▶ **WHAT IS BEING ASKED**:
Format the listing below as a JSON list of strings, one string per line and no blank lines. Begin at the top of the listing, stop after the line that contains "[[[773,220],[746,263],[753,391],[768,428],[847,431],[847,225]]]", and leave the pictures out.
—————
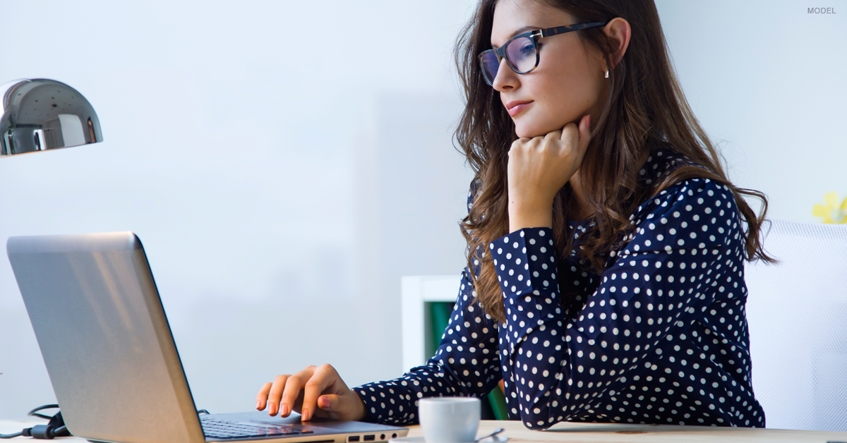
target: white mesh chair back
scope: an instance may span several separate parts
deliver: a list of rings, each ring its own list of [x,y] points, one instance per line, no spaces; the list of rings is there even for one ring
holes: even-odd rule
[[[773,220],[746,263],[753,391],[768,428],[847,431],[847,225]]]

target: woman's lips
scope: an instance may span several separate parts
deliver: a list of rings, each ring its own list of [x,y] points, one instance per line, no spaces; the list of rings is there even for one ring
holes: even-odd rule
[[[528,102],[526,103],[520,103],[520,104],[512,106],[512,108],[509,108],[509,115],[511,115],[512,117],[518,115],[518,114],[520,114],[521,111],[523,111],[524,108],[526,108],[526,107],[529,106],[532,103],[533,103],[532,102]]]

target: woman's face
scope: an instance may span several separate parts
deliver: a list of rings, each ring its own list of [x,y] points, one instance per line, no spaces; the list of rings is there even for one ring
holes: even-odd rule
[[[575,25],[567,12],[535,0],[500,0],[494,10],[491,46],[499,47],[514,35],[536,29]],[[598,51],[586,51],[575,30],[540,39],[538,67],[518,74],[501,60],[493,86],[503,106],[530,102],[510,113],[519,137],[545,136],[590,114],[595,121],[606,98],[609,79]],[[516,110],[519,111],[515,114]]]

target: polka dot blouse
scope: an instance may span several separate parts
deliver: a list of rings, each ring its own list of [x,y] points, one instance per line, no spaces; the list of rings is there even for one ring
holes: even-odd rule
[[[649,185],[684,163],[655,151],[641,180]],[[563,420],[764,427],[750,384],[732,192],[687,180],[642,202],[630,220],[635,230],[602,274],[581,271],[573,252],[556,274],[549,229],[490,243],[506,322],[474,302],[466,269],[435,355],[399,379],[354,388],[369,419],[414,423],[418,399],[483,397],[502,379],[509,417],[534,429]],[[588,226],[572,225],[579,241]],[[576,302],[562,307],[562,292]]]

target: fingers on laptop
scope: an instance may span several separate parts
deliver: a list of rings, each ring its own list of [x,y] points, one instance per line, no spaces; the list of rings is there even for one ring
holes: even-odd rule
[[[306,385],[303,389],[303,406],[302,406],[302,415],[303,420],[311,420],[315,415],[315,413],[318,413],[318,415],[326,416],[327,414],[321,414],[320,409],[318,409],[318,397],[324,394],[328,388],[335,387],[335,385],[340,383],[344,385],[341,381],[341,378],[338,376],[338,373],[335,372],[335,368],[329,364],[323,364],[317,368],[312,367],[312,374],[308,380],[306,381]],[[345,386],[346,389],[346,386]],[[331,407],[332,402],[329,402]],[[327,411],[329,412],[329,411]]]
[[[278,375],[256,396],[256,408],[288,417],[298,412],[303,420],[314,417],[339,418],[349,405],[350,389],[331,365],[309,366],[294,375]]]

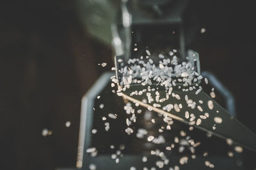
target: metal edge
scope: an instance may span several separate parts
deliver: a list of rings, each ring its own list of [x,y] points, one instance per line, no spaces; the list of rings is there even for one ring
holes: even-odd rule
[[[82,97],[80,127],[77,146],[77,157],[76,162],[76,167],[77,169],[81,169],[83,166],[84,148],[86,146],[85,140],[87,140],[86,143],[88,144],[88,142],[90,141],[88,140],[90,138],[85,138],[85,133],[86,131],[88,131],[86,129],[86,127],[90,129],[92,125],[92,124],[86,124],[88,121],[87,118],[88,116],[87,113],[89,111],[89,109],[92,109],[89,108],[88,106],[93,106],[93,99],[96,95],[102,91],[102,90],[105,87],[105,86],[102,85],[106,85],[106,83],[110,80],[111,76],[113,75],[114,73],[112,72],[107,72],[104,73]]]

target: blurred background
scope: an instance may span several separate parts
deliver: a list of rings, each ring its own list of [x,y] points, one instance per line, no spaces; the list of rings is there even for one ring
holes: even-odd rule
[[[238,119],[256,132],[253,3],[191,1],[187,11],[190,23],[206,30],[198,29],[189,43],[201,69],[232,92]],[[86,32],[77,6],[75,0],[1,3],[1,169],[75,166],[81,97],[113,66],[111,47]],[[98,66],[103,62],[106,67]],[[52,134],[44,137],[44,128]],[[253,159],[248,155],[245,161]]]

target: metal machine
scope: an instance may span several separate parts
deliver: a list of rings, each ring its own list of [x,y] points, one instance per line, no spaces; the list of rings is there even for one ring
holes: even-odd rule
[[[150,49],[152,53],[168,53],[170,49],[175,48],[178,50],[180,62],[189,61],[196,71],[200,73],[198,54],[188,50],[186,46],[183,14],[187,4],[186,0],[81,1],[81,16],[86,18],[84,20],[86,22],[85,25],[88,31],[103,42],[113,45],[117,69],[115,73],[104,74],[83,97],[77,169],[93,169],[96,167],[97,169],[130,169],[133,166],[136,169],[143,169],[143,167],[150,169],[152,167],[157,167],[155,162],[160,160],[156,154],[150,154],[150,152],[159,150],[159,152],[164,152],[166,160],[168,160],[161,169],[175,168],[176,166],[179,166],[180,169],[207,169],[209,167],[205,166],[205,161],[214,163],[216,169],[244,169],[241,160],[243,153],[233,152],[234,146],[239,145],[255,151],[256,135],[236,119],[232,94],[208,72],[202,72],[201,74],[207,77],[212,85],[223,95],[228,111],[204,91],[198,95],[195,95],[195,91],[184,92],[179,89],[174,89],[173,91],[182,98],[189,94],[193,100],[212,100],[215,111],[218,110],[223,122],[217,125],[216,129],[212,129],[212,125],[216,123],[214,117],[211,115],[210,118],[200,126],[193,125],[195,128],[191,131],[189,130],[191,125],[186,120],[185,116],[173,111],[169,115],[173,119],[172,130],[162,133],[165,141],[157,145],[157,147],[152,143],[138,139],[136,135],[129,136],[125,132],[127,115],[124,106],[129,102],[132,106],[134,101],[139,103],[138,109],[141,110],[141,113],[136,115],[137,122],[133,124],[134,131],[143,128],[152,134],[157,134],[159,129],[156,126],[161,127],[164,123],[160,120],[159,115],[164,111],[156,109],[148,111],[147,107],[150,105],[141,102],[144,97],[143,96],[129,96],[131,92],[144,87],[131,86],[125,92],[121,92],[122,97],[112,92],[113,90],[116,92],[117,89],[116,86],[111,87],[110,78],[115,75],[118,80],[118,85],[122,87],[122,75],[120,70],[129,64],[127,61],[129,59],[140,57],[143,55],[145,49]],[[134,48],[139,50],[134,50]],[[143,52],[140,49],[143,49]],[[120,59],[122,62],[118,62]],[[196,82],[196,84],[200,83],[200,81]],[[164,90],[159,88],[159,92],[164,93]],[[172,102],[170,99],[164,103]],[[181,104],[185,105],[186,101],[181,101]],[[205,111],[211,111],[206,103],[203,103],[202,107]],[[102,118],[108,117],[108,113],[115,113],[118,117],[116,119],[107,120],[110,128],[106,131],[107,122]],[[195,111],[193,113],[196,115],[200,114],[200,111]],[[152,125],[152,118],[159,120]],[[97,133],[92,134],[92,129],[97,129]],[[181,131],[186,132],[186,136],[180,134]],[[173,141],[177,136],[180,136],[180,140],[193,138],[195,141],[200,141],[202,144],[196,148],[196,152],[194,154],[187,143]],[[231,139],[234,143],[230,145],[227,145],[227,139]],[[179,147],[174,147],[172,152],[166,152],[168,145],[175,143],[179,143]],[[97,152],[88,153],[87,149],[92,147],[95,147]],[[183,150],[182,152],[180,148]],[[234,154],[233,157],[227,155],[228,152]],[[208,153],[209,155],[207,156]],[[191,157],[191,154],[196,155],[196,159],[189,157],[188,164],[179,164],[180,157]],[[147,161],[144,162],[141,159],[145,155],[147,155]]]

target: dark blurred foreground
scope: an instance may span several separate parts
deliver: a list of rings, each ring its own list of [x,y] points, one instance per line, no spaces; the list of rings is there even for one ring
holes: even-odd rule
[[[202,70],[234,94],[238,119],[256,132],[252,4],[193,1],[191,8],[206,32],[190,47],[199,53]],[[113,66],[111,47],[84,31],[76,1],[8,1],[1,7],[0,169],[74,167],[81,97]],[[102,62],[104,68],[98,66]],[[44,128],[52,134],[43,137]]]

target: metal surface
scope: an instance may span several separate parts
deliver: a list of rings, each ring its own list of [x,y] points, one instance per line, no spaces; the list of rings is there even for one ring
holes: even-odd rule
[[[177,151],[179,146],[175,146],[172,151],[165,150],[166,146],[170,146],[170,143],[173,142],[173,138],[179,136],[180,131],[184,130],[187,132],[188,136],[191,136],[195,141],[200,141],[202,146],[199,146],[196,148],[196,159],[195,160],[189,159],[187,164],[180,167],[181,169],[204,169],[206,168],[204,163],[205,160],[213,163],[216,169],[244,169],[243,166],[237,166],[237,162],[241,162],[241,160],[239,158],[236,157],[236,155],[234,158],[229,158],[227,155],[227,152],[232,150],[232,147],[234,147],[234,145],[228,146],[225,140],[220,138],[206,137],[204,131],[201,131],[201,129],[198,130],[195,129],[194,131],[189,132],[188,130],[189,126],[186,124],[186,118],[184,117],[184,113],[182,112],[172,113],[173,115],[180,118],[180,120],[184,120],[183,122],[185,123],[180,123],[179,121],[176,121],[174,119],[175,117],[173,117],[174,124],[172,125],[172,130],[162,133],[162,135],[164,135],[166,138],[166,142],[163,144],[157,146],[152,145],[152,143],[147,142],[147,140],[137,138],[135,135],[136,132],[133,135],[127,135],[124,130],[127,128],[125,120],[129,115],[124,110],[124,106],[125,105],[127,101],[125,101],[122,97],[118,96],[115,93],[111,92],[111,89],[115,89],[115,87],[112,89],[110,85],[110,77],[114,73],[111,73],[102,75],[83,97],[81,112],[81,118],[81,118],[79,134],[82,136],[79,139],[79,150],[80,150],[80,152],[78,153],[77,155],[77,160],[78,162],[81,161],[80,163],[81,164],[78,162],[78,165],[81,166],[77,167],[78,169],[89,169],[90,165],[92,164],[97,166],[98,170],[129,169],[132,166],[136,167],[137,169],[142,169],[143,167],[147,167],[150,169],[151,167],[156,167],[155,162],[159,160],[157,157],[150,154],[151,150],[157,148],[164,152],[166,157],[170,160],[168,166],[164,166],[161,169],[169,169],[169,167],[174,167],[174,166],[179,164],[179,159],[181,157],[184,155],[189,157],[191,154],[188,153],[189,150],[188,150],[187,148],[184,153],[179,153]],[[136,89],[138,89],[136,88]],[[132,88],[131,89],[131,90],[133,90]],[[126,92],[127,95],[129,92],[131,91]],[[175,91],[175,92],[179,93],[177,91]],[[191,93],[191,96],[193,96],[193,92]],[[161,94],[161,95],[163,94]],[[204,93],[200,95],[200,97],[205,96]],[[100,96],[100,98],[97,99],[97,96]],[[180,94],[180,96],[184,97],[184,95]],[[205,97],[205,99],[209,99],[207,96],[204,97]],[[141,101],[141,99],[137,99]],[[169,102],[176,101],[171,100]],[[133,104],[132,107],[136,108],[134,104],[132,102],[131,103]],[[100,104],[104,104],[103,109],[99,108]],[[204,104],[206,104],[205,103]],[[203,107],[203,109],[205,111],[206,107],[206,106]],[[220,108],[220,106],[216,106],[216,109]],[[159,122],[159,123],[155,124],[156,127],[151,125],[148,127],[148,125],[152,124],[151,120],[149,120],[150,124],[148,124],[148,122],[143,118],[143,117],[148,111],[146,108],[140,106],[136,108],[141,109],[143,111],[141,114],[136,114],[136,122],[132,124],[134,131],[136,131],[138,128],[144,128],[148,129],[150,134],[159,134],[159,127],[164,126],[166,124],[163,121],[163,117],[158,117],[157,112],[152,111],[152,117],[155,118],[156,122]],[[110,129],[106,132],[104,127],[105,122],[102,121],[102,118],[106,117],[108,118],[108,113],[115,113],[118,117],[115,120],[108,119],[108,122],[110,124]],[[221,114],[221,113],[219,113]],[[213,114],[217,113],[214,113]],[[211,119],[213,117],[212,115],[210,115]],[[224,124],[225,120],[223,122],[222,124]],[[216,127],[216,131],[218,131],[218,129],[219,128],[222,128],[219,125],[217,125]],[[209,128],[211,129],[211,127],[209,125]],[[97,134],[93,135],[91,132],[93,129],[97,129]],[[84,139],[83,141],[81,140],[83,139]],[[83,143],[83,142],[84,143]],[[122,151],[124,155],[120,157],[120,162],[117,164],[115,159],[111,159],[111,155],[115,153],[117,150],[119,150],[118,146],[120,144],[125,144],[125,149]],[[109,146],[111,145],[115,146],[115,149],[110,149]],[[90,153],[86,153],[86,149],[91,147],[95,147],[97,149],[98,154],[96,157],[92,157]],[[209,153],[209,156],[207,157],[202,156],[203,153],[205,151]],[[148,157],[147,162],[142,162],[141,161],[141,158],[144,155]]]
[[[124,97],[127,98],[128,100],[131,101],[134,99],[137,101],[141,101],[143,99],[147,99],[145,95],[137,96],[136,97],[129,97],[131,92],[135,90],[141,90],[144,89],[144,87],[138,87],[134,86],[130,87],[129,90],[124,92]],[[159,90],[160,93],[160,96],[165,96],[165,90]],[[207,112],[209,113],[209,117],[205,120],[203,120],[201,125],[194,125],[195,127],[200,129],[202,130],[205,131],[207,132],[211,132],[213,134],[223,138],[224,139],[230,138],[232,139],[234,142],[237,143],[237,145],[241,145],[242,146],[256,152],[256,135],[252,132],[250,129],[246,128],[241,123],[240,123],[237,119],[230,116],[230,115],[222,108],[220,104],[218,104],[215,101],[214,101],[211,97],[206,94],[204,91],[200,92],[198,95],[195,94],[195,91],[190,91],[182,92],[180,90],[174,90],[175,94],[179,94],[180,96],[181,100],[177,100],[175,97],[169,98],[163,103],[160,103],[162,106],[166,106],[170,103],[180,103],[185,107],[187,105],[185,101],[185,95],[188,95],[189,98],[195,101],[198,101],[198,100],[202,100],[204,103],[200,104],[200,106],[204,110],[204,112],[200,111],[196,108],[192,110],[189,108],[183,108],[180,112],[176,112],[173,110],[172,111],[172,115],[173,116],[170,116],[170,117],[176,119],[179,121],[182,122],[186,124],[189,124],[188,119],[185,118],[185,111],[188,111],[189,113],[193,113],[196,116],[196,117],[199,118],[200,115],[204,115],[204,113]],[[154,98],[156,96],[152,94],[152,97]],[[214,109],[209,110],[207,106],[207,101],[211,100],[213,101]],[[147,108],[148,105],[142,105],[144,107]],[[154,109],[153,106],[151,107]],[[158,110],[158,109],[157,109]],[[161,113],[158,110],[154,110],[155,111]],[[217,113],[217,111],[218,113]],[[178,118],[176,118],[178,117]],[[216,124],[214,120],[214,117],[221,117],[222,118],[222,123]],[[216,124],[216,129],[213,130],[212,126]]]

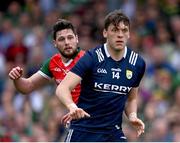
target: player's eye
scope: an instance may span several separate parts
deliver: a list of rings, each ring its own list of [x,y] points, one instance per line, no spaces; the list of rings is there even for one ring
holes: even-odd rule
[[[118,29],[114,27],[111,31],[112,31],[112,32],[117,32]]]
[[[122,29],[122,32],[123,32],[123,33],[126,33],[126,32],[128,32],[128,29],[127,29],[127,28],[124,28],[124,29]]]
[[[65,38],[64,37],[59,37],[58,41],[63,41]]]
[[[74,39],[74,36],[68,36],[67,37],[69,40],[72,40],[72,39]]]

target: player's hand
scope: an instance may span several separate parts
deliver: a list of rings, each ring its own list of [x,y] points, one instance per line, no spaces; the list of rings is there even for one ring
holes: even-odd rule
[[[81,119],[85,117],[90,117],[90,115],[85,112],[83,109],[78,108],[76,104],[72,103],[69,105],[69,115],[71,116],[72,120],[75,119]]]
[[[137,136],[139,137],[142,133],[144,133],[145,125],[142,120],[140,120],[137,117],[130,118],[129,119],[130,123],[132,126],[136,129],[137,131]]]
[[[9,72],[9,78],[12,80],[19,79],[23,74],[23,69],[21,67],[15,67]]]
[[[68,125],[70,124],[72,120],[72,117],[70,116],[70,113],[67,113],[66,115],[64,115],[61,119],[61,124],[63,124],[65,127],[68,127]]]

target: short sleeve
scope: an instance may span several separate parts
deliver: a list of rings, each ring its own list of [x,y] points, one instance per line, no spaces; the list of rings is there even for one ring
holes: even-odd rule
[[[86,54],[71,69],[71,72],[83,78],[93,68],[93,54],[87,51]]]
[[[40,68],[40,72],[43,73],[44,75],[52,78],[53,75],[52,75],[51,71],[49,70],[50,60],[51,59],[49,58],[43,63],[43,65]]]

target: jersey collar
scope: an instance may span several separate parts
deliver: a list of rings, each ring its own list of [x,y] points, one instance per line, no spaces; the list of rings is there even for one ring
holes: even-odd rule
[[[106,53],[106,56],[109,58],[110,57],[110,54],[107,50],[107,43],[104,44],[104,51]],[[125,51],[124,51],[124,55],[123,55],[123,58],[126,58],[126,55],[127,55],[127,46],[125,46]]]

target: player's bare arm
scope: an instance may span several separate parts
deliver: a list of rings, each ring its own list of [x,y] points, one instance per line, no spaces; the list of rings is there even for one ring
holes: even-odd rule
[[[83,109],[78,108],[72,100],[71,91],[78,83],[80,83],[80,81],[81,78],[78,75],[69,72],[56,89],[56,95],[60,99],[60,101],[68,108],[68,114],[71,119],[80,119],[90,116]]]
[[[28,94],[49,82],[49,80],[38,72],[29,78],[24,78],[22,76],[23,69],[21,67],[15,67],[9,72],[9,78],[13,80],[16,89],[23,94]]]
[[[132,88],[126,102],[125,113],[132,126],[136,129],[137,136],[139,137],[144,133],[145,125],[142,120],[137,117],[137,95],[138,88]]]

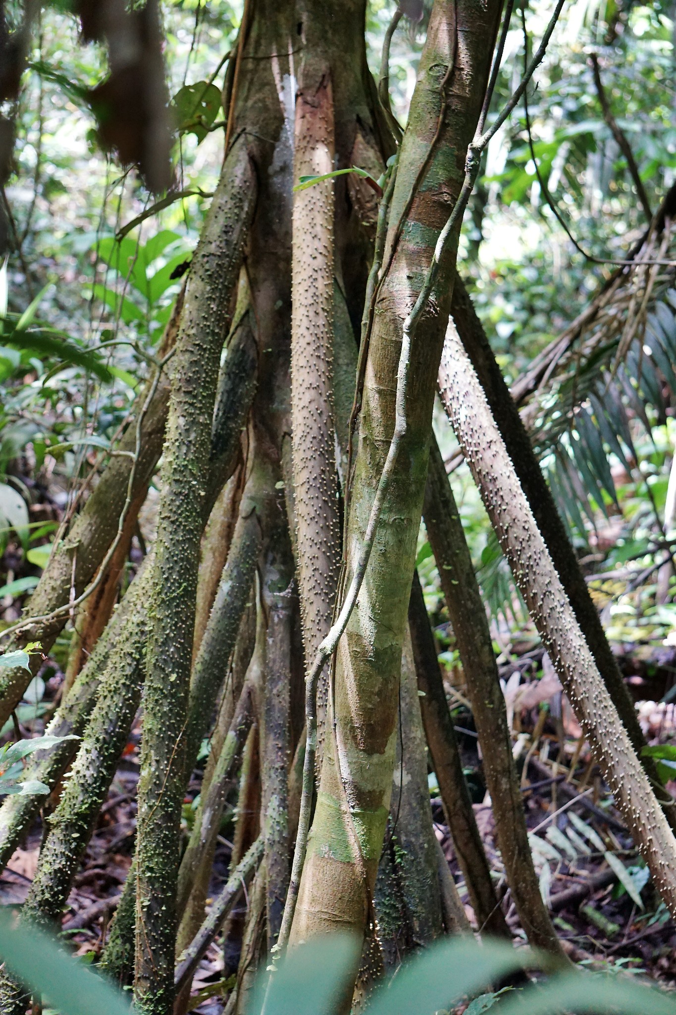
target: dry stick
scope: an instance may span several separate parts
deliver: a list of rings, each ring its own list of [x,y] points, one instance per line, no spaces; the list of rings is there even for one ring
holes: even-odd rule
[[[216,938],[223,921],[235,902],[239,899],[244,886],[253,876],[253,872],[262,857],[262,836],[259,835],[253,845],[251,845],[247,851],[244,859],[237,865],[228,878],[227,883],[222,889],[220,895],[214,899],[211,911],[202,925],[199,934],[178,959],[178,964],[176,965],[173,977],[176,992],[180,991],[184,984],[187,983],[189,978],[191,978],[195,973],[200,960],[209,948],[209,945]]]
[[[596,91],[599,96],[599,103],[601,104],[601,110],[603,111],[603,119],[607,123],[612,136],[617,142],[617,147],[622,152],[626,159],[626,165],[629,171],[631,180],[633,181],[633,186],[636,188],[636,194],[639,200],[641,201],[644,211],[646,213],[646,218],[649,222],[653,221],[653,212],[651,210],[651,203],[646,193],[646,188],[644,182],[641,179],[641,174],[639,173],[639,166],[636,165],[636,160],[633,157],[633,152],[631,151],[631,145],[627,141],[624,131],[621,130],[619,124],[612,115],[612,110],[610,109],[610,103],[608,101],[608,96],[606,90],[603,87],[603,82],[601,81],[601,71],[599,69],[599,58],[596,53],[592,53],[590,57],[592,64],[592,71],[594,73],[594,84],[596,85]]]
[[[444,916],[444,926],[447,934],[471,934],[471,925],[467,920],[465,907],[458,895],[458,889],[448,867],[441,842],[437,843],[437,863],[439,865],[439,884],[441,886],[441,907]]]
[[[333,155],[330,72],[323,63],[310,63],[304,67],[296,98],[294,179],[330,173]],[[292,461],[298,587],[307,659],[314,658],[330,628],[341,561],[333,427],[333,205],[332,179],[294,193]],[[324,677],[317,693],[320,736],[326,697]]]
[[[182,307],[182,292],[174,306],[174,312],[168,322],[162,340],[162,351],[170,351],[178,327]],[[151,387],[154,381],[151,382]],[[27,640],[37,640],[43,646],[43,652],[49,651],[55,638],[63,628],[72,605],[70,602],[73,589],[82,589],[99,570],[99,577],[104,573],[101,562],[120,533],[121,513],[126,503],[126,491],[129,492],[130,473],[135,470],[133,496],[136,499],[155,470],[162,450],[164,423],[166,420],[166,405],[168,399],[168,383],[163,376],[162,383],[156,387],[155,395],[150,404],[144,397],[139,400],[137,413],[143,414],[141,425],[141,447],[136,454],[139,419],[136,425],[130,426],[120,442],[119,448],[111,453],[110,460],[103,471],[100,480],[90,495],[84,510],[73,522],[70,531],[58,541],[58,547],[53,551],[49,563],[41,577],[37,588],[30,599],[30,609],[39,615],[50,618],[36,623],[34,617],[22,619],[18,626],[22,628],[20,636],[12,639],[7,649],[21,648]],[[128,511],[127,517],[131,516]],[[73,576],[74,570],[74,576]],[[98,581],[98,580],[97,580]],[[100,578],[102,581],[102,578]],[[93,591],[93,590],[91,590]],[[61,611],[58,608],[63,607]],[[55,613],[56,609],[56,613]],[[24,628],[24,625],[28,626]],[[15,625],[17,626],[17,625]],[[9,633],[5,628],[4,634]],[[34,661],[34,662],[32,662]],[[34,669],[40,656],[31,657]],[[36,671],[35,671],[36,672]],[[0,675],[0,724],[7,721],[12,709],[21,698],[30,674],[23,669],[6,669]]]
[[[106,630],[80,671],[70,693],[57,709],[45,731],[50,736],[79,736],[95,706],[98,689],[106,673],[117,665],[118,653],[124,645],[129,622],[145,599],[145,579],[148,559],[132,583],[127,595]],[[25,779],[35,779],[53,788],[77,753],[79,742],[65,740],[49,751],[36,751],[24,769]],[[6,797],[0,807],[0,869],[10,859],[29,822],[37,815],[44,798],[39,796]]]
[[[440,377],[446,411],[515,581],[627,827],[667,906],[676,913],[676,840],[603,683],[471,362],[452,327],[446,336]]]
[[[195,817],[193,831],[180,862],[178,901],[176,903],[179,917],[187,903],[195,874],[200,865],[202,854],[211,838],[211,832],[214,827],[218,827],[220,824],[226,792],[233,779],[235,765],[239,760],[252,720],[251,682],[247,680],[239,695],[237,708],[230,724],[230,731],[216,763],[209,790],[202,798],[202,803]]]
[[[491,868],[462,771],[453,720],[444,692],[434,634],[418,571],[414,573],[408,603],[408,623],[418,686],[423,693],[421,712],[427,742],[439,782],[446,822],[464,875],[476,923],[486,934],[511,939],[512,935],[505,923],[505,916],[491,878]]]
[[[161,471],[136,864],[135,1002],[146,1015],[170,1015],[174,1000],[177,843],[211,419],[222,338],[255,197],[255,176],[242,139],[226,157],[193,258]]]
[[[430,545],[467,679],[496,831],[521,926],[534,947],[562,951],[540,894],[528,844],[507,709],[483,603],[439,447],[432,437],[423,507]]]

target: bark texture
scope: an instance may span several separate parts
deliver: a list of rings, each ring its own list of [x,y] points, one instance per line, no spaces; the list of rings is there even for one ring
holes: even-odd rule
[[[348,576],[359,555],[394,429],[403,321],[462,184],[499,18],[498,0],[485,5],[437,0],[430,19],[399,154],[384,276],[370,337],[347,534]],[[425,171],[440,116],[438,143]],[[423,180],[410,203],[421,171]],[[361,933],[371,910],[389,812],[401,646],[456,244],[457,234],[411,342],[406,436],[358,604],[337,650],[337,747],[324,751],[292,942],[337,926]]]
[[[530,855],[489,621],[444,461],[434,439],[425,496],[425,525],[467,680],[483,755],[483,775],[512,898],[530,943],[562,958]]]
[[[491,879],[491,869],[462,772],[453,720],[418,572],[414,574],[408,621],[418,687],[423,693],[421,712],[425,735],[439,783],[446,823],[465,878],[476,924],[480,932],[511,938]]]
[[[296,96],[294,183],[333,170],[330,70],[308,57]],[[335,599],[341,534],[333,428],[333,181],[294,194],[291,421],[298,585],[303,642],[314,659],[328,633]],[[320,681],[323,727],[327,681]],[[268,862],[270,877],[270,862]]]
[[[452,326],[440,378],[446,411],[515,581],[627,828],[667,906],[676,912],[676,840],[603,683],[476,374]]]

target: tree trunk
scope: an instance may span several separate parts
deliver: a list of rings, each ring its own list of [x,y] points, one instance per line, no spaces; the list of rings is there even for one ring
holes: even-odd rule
—————
▶ **WRITTEN SOLUTION**:
[
  "target: white mesh chair back",
  "scope: an instance may span several separate parts",
  "deliver: a list of rings, each ring its own list of [x,y] points, one instance per line, no spaces; the list of rings is there even for one ring",
  "holes: even-odd rule",
  "[[[773,220],[746,263],[753,391],[768,428],[847,431],[847,225]]]"
]